THE REQUEST.
Extract every line of the material below that contains the string "curb", and copy each one.

INFORMATION SHOWN.

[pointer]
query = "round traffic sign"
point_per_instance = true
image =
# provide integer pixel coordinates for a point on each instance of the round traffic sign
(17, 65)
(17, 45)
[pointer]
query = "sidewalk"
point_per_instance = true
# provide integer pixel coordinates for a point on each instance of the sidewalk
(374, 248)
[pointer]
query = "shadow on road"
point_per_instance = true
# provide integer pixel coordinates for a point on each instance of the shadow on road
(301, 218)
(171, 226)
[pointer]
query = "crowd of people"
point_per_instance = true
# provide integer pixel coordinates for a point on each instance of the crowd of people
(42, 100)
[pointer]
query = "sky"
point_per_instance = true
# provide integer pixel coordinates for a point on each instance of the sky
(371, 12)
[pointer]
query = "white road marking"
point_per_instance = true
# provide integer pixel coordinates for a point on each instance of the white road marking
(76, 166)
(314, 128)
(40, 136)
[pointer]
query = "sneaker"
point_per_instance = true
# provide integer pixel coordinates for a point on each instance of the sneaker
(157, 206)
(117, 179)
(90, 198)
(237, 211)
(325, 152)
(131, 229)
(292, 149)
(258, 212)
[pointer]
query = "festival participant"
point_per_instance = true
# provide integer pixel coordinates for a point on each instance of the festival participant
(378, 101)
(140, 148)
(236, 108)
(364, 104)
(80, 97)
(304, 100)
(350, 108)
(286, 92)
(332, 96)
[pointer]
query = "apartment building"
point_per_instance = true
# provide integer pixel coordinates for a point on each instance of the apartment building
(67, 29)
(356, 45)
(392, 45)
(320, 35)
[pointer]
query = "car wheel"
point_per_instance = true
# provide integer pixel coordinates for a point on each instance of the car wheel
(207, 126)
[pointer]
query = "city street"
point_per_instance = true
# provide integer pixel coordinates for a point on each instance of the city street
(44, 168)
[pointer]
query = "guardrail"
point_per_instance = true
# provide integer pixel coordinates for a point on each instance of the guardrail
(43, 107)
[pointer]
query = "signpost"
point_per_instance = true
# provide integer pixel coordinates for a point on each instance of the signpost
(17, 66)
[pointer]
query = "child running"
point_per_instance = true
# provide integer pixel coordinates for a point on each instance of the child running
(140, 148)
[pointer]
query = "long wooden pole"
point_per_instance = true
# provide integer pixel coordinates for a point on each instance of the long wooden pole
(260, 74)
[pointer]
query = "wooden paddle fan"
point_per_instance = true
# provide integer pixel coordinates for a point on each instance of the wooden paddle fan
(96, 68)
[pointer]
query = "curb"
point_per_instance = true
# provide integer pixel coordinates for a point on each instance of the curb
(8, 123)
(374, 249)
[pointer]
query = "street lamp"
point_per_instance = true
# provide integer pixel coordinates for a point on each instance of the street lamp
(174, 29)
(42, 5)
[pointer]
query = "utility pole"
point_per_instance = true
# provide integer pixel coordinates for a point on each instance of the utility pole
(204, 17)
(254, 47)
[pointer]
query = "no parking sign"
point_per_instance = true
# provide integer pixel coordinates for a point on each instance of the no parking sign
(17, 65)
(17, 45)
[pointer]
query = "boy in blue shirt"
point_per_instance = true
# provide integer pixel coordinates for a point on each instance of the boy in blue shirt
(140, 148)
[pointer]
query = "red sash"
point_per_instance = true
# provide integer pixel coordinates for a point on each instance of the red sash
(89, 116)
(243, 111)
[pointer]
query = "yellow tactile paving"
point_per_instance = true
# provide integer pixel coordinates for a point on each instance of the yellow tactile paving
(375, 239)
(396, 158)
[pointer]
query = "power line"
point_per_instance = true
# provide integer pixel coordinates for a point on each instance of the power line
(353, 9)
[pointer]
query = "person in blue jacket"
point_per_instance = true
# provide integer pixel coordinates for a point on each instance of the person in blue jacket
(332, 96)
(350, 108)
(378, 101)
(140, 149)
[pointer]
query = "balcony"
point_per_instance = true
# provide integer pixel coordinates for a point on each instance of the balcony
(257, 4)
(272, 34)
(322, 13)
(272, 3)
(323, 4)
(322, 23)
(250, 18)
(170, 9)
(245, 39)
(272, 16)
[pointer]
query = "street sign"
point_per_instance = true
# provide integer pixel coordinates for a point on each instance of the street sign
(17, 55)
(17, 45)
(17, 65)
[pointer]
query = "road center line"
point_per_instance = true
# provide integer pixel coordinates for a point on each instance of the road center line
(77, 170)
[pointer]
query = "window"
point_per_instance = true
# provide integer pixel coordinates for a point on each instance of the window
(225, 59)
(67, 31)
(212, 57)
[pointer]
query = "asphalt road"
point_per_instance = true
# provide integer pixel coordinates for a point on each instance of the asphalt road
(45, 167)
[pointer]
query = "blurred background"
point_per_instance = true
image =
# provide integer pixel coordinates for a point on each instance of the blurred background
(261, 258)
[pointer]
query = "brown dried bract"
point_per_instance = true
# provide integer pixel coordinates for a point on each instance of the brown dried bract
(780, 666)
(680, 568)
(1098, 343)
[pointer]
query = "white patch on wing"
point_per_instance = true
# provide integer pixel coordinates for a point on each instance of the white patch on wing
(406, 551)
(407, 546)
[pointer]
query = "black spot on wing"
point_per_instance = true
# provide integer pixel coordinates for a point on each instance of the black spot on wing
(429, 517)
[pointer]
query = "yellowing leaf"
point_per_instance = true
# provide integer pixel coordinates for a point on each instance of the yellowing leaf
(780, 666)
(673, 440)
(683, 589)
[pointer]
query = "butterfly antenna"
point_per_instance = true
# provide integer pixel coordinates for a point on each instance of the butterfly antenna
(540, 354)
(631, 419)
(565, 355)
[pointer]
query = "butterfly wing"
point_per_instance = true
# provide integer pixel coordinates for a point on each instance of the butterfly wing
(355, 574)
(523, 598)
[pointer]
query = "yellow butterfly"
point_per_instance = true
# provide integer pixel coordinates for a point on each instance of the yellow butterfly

SOLUTION TO THE PROBLEM.
query = "curb"
# provide integer pixel coordinates for a point on each instance of the curb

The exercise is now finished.